_PROMPT_
Look for the string "bottle" in the data below, and copy each line that holds it.

_GIVEN DATA_
==*==
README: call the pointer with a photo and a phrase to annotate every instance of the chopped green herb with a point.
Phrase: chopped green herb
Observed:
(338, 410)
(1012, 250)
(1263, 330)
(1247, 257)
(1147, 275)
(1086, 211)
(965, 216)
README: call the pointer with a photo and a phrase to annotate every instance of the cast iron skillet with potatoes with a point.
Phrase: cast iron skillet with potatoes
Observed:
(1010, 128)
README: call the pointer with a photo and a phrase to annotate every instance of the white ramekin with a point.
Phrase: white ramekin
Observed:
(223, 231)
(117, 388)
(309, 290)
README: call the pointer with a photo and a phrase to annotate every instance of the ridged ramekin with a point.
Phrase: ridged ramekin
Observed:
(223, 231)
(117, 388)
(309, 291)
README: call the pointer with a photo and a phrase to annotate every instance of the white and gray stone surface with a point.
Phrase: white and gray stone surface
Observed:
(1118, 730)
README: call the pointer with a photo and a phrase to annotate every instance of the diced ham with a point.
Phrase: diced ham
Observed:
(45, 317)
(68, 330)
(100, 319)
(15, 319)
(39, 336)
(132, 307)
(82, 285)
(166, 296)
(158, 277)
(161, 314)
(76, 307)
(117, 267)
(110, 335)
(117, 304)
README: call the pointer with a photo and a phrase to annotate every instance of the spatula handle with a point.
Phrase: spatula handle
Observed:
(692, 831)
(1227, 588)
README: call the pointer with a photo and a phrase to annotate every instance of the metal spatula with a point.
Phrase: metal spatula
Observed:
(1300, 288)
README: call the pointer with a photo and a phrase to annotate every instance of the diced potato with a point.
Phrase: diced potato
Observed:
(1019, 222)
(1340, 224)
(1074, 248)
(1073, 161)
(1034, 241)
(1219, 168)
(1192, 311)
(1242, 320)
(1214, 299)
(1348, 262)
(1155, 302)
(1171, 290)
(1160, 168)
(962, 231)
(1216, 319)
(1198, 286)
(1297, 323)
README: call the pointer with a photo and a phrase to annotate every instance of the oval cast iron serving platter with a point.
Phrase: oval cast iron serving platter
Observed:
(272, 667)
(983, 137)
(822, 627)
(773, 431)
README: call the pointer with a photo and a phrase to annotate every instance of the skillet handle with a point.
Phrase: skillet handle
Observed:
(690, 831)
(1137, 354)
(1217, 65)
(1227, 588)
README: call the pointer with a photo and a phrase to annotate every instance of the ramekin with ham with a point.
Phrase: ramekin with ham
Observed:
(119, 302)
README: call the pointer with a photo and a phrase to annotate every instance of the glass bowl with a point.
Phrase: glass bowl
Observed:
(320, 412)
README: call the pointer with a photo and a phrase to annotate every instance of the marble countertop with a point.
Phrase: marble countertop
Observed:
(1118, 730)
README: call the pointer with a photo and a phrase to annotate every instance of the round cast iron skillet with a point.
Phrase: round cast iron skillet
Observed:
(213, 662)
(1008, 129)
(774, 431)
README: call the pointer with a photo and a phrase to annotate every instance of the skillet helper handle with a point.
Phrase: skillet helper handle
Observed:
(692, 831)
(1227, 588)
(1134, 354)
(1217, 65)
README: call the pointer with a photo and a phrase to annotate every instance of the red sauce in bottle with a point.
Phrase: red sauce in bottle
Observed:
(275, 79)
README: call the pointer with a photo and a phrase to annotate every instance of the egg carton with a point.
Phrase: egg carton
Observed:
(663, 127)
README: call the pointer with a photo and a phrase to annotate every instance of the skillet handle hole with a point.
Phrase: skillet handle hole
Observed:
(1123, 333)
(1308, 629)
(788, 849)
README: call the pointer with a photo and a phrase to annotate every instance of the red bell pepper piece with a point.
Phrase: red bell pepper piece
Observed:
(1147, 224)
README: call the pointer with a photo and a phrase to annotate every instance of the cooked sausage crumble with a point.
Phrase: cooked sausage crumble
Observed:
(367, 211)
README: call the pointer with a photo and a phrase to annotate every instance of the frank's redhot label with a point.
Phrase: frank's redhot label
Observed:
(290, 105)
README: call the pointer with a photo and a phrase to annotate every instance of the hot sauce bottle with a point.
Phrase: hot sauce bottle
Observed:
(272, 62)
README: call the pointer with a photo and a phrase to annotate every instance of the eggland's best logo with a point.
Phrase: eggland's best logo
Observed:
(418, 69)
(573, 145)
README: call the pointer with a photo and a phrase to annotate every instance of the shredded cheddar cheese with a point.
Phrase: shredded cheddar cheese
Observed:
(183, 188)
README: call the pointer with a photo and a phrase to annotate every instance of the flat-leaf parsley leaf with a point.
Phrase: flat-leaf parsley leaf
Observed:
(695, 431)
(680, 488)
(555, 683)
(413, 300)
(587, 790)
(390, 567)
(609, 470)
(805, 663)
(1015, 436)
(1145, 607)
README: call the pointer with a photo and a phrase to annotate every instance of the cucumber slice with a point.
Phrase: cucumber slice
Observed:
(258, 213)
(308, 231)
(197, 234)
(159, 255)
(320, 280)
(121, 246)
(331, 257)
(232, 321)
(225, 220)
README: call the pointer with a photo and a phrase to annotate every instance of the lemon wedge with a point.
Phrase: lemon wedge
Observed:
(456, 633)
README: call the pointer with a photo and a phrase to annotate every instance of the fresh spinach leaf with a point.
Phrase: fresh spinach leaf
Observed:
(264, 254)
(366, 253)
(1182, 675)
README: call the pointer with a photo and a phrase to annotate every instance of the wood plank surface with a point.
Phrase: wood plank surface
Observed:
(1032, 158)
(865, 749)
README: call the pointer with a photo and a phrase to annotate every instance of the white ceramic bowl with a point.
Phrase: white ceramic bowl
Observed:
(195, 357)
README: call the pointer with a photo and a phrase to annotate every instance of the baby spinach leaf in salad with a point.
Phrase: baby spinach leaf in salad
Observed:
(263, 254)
==*==
_EXERCISE SOLUTION_
README: call the pointer with a photo and a phrase to annotate every instance of the red sauce in bottle with a point.
Phrase: red sauce in bottle
README: call the pointer with a photo and a phrase to annotate every instance of the hot sauce bottle with a point.
Phrase: hot sauce bottle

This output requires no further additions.